Saved entries

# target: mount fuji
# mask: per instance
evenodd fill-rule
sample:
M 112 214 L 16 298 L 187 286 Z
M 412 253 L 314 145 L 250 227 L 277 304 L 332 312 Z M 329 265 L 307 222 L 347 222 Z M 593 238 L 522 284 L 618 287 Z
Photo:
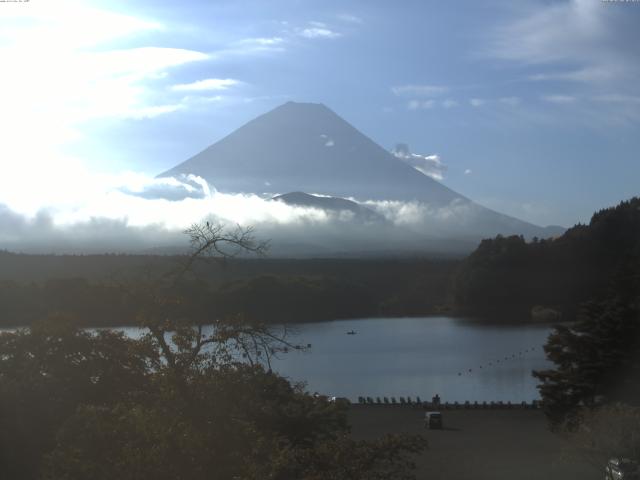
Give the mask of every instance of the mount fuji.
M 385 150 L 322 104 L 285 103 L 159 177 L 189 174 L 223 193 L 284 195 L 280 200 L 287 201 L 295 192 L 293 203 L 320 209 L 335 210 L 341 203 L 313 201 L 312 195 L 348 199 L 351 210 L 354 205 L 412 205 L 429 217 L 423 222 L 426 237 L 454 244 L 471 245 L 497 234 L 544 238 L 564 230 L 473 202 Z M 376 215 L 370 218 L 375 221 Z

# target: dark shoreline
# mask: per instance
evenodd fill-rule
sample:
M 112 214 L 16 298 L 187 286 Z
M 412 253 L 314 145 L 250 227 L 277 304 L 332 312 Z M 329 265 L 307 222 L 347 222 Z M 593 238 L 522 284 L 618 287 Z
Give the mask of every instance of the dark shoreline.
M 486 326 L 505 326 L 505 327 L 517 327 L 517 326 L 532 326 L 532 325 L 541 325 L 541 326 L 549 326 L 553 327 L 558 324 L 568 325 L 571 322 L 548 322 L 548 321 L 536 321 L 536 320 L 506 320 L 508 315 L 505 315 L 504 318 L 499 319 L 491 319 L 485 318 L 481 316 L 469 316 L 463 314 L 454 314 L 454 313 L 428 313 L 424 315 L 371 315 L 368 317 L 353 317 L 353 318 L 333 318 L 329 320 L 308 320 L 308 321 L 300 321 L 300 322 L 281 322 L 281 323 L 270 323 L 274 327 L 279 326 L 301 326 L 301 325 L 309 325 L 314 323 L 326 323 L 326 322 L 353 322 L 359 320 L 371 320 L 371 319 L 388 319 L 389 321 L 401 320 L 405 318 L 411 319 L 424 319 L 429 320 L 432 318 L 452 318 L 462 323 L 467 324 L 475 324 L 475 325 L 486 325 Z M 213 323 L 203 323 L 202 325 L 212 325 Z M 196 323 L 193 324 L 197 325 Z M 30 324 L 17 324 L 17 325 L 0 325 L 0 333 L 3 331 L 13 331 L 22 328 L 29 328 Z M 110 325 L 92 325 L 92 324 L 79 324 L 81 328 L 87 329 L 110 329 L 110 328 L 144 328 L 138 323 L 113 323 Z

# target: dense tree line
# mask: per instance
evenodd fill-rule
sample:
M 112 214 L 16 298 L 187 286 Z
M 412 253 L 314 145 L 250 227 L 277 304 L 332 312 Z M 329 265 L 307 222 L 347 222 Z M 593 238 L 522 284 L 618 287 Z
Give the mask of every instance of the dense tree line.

#### Problem description
In the records, which lines use the word "tree"? Report them.

#### Solved problem
# target: dense tree line
Give the mask of every instance of the dense tree line.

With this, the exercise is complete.